### Task requirements
Every line that contains the word "green" should be copied from the records below.
+++ Stored data
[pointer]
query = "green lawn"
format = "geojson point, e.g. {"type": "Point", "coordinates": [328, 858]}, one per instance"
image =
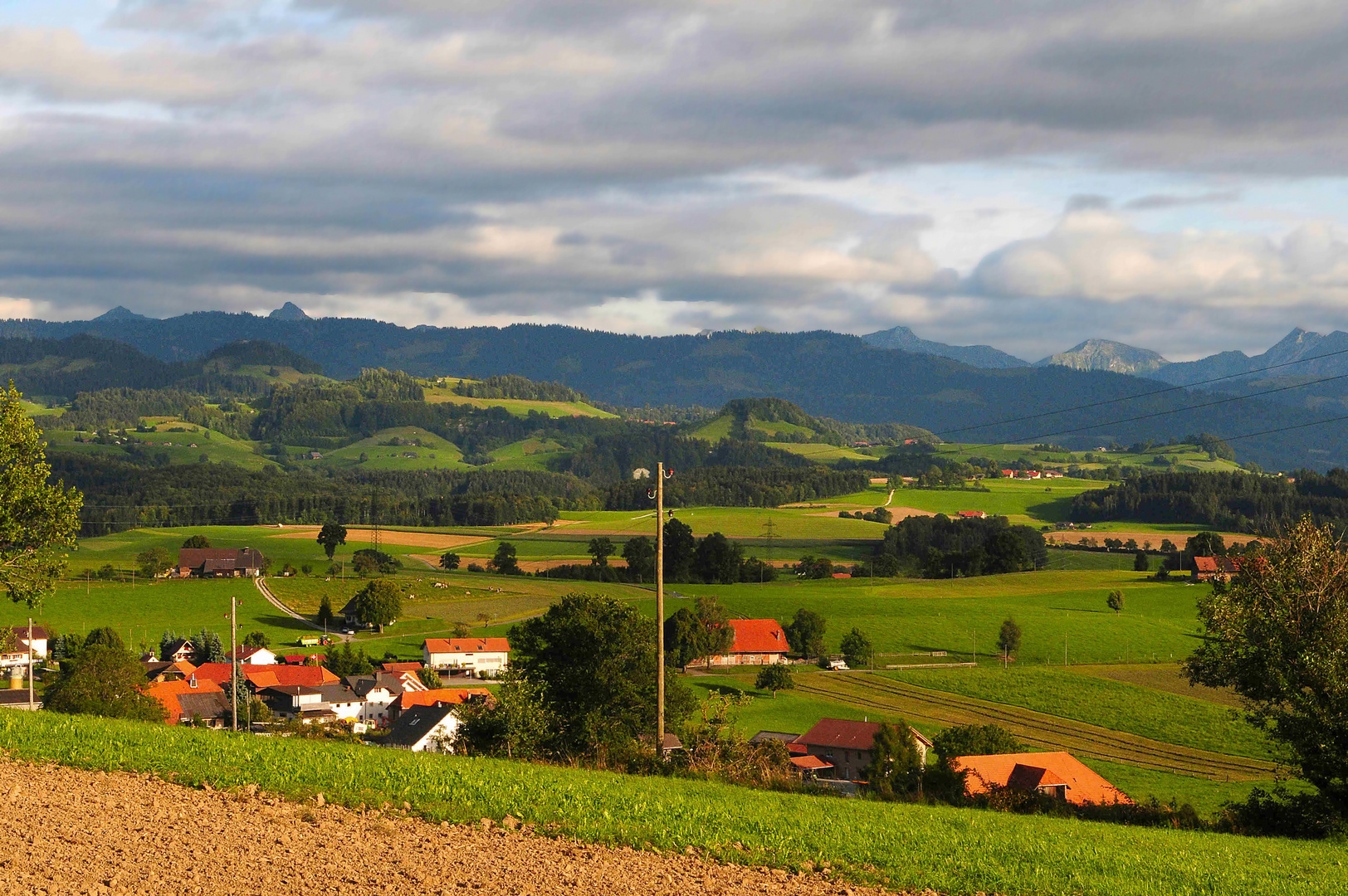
{"type": "Point", "coordinates": [901, 846]}
{"type": "Point", "coordinates": [1127, 708]}
{"type": "Point", "coordinates": [177, 446]}
{"type": "Point", "coordinates": [1053, 608]}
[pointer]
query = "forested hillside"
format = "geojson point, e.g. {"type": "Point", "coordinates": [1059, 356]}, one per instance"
{"type": "Point", "coordinates": [824, 373]}
{"type": "Point", "coordinates": [1231, 501]}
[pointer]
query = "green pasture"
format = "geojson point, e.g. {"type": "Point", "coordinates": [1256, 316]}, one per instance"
{"type": "Point", "coordinates": [1019, 500]}
{"type": "Point", "coordinates": [901, 846]}
{"type": "Point", "coordinates": [1188, 457]}
{"type": "Point", "coordinates": [821, 453]}
{"type": "Point", "coordinates": [433, 453]}
{"type": "Point", "coordinates": [142, 612]}
{"type": "Point", "coordinates": [520, 407]}
{"type": "Point", "coordinates": [1186, 721]}
{"type": "Point", "coordinates": [907, 617]}
{"type": "Point", "coordinates": [177, 446]}
{"type": "Point", "coordinates": [734, 522]}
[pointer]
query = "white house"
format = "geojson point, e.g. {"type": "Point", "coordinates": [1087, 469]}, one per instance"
{"type": "Point", "coordinates": [481, 656]}
{"type": "Point", "coordinates": [254, 656]}
{"type": "Point", "coordinates": [425, 729]}
{"type": "Point", "coordinates": [14, 645]}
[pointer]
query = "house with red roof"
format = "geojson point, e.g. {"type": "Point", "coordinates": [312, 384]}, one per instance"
{"type": "Point", "coordinates": [188, 699]}
{"type": "Point", "coordinates": [756, 643]}
{"type": "Point", "coordinates": [480, 656]}
{"type": "Point", "coordinates": [840, 748]}
{"type": "Point", "coordinates": [1058, 775]}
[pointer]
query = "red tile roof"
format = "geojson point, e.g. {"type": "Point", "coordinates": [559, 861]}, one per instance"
{"type": "Point", "coordinates": [810, 763]}
{"type": "Point", "coordinates": [268, 675]}
{"type": "Point", "coordinates": [438, 697]}
{"type": "Point", "coordinates": [759, 636]}
{"type": "Point", "coordinates": [1082, 785]}
{"type": "Point", "coordinates": [842, 733]}
{"type": "Point", "coordinates": [168, 694]}
{"type": "Point", "coordinates": [466, 645]}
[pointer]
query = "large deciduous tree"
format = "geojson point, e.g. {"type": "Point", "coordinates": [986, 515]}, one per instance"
{"type": "Point", "coordinates": [379, 602]}
{"type": "Point", "coordinates": [1278, 635]}
{"type": "Point", "coordinates": [593, 662]}
{"type": "Point", "coordinates": [103, 680]}
{"type": "Point", "coordinates": [38, 520]}
{"type": "Point", "coordinates": [330, 535]}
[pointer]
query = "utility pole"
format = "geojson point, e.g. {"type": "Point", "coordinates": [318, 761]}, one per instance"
{"type": "Point", "coordinates": [659, 611]}
{"type": "Point", "coordinates": [32, 705]}
{"type": "Point", "coordinates": [233, 660]}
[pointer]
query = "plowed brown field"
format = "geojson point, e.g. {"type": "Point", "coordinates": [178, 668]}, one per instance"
{"type": "Point", "coordinates": [81, 831]}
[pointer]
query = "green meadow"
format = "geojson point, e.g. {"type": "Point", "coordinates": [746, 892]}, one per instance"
{"type": "Point", "coordinates": [901, 846]}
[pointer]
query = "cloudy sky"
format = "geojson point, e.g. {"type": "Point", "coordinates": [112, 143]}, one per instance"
{"type": "Point", "coordinates": [1169, 173]}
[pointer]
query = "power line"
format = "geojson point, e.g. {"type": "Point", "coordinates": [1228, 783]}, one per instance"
{"type": "Point", "coordinates": [1142, 395]}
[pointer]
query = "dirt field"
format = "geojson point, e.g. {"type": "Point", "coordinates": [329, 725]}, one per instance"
{"type": "Point", "coordinates": [123, 835]}
{"type": "Point", "coordinates": [393, 537]}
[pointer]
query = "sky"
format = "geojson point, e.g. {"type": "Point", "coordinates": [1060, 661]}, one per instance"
{"type": "Point", "coordinates": [1168, 174]}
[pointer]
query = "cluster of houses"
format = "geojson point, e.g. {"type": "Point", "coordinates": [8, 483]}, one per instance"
{"type": "Point", "coordinates": [294, 689]}
{"type": "Point", "coordinates": [1033, 475]}
{"type": "Point", "coordinates": [836, 752]}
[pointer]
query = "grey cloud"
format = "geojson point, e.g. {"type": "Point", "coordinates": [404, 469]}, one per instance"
{"type": "Point", "coordinates": [1168, 201]}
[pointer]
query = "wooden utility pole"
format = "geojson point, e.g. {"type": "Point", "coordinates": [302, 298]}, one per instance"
{"type": "Point", "coordinates": [233, 660]}
{"type": "Point", "coordinates": [32, 705]}
{"type": "Point", "coordinates": [659, 609]}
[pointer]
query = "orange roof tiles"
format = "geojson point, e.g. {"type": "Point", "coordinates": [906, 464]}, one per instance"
{"type": "Point", "coordinates": [1045, 770]}
{"type": "Point", "coordinates": [438, 697]}
{"type": "Point", "coordinates": [759, 636]}
{"type": "Point", "coordinates": [466, 645]}
{"type": "Point", "coordinates": [168, 694]}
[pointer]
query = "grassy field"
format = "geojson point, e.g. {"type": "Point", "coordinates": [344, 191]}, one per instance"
{"type": "Point", "coordinates": [441, 392]}
{"type": "Point", "coordinates": [188, 446]}
{"type": "Point", "coordinates": [732, 522]}
{"type": "Point", "coordinates": [1188, 457]}
{"type": "Point", "coordinates": [918, 616]}
{"type": "Point", "coordinates": [898, 845]}
{"type": "Point", "coordinates": [1161, 716]}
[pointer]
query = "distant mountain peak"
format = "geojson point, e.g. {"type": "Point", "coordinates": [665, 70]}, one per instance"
{"type": "Point", "coordinates": [289, 311]}
{"type": "Point", "coordinates": [120, 313]}
{"type": "Point", "coordinates": [906, 340]}
{"type": "Point", "coordinates": [1106, 354]}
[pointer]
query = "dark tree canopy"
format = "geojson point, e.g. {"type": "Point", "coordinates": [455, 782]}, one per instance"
{"type": "Point", "coordinates": [1278, 635]}
{"type": "Point", "coordinates": [593, 660]}
{"type": "Point", "coordinates": [103, 680]}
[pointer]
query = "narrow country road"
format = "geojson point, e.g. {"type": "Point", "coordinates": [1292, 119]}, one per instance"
{"type": "Point", "coordinates": [271, 598]}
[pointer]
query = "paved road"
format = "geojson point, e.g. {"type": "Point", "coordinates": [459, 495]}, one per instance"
{"type": "Point", "coordinates": [271, 598]}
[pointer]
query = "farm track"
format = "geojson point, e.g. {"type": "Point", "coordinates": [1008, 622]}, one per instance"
{"type": "Point", "coordinates": [867, 690]}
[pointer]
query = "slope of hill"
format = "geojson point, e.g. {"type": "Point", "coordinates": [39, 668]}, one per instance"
{"type": "Point", "coordinates": [906, 340]}
{"type": "Point", "coordinates": [1103, 354]}
{"type": "Point", "coordinates": [825, 373]}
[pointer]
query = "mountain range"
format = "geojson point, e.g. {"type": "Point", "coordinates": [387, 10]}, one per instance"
{"type": "Point", "coordinates": [827, 373]}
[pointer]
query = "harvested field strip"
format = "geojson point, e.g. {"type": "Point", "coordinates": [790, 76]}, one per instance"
{"type": "Point", "coordinates": [1037, 729]}
{"type": "Point", "coordinates": [397, 537]}
{"type": "Point", "coordinates": [905, 846]}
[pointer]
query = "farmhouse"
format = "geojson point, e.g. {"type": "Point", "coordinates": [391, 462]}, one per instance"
{"type": "Point", "coordinates": [756, 643]}
{"type": "Point", "coordinates": [252, 656]}
{"type": "Point", "coordinates": [1208, 567]}
{"type": "Point", "coordinates": [480, 656]}
{"type": "Point", "coordinates": [842, 747]}
{"type": "Point", "coordinates": [425, 728]}
{"type": "Point", "coordinates": [218, 562]}
{"type": "Point", "coordinates": [190, 697]}
{"type": "Point", "coordinates": [1053, 774]}
{"type": "Point", "coordinates": [14, 645]}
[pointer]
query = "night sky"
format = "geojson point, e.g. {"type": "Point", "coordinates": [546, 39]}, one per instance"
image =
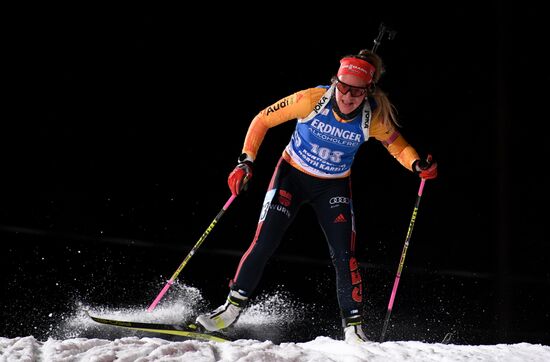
{"type": "Point", "coordinates": [121, 126]}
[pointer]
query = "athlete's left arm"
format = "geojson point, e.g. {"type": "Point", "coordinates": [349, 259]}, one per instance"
{"type": "Point", "coordinates": [394, 142]}
{"type": "Point", "coordinates": [297, 105]}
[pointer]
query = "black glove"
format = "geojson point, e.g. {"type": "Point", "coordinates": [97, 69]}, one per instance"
{"type": "Point", "coordinates": [426, 169]}
{"type": "Point", "coordinates": [240, 175]}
++++++
### Final answer
query = "green lawn"
query = "green pasture"
query = "green meadow"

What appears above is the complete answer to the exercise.